* _To be done_
1) According to the article on the US reception of Sofi Oksanen's Purge, how many copies of Purge have been sold in France?
2) Write the next paragraph of the article on the US reception of Sofi Oksanen's Purge, starting right after its final sentence.

The book, which has won the Nordic Council’s Literature Prize, the Finlandia Prize, and a prize awarded by a French chain of bookstores, has certainly not been sold out at bookstores in New York. After a brief search, it is found in its proper alphabetical location at one end of a shelf labelled “fiction”.
      Simply getting onto the US book market is an achievement as such. Translated literature is largely a marginal phenomenon in the United States.
     
Literary agent Szilvia Molnar is pleased with the success of Purge, and with its visibility on the US market. She is responsible for the forign sales of Sofi Oksanen’s books. She also represents Monika Fagerholm on the international book market.
      Molnar works at the Stockholm-based Salomonsson book agency, which sells translation rights for Nordic literature.
      “Purge has been conspicuously on display in bookshops of the Barnes & Noble chain, but independent bookstores have been especially active in promoting it. The independent stores chose Purge as their book of the month”, Molnar says.
     
Barnes & Noble chose the novel as the summer favourite.
      Szilvia Molnar reveals that Black Cat, which is part of the prestigious Crove/Atlantic publishing company, took a print run of about 30,000 copies of Purge. This is considered about average for a Nordic translation in the United States. It will take some time before Oksanen’s American success comes anywhere near that of Europe. In France, more than 170,000 copies of Purge have been sold, thanks to robust Christmas sales.
      “I believe that Sofi Oksanen will be in high demand on the US market. Before her new novel is ready, one of the predecessors of Purge will come on the market - probably Stalin’s Cows.”
      Molnar says that Black Cat is eagerly looking forward to Sofi Oksanen’s next novel, which she plans to complete in 2012. It is the third in a set of four novels on recent Estonian history. The first was Stalin’s Cows.
     
Szilvia Molnar recognises that the continued success of Stieg Larsson’s Millennium trilogy, which has reached amazing dimensions, has, for its part, increased interest in Scandinavian literature in the United States.
      “However, the interest sparked by Stieg Larsson is not the reason for Sofi Oksanen’s breakthrough. The success is purely the result of her own efforts. Purge has not risen in the wake of any other book”, Molnar observes.
      She firmly believes that in addition to Nordic detective stories, the United States has room for high-quality fiction writers, such as Sofi Oksanen.
     
“I have a couple of new Finnish authors on my list, whose books I am offering for publication here in the United States. I can only reveal the names when there is something in black and white.”

* _Recorded information_
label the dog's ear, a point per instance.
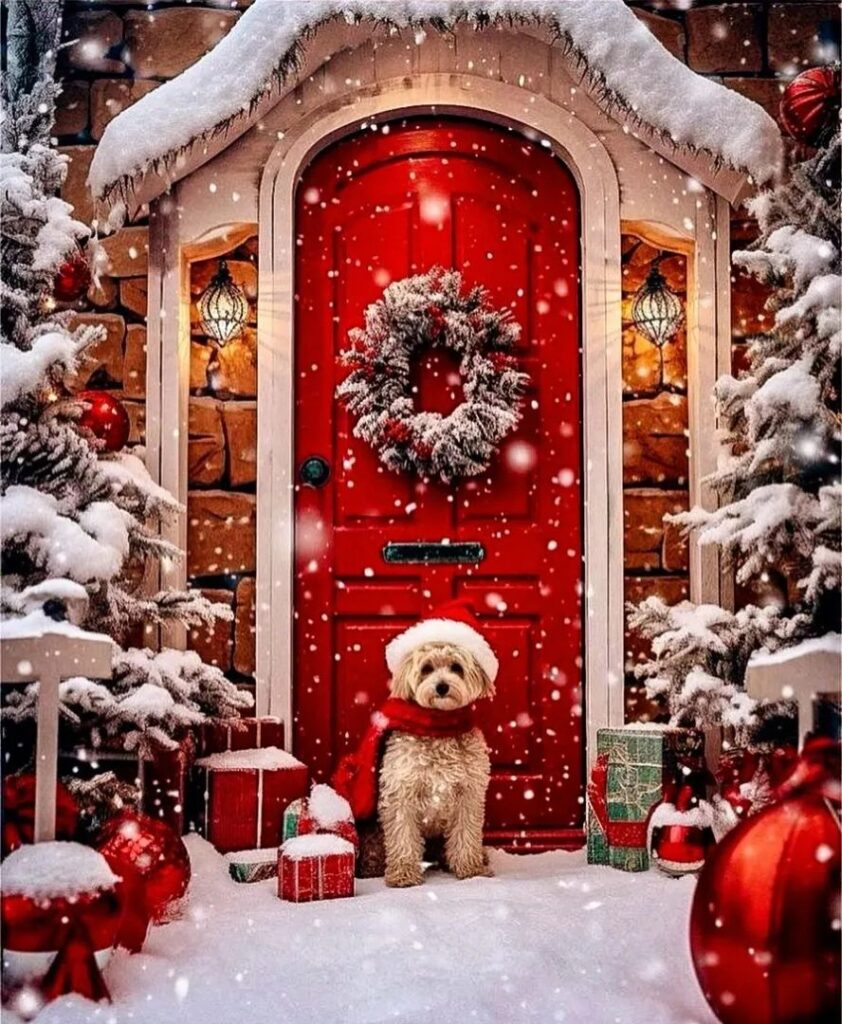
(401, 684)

==

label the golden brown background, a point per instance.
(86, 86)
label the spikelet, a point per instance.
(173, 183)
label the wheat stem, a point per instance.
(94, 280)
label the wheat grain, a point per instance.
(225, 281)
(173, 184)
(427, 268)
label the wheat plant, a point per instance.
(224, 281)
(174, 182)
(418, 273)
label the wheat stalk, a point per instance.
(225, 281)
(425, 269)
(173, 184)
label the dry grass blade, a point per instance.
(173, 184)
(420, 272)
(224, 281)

* _Per-task outputs_
1) More than 170,000 copies.

2)
      After a bit of persuasion, Molnar reveals that there are efforts to get translation contracts for male authors. The most recent strong Finnish female author to get a US contract was Riikka Pulkkinen, who signed with the agency of Maria Campbell, who works as an international scout.
      “At the moment, the best-selling Swedish literature in the United States is from the detective story writers of the Salomonsson agency, such as Liza Marklund, Leif GW Persson, and Jens Lapidus. In Finnish literature, interest seems to focus on high-quality literary fiction, rather than detective stories.”
     
The large book market in the United States is generally somewhat resistant to foreign authors.
      The domestic market does not favour imports. The proportion of translated literature is only just over one per cent of the literature that is published in the United States each year. In addition, the marketing strategies for books are built purely on the strength of American promotion.
      Szilvia Molnar feels that the situation is clearly improving, and doors are opening up for foreign authors as well.
      “Nothing comes for free. Work needs to be done.”
     
At the William Morris agency, Bill Clegg does not see things in such a positive light.
      “The visibility of translated literature on the book market is fairly non-existent, as is the case with high-quality American literature. If there is enough noise and action, some translated work might find its way onto the book market, but more often than not, eyes are closed to what other countries have to offer.”
      After a moment’s reflection Clegg adds the surprising commercial success of Bolaño and Larsson might suggest that a change is possible. However, he emphasises that translated literature is of interest mainly to a small elite in the United States.
      “The stark reality can be seen if you look at what books dominate the best-seller lists.”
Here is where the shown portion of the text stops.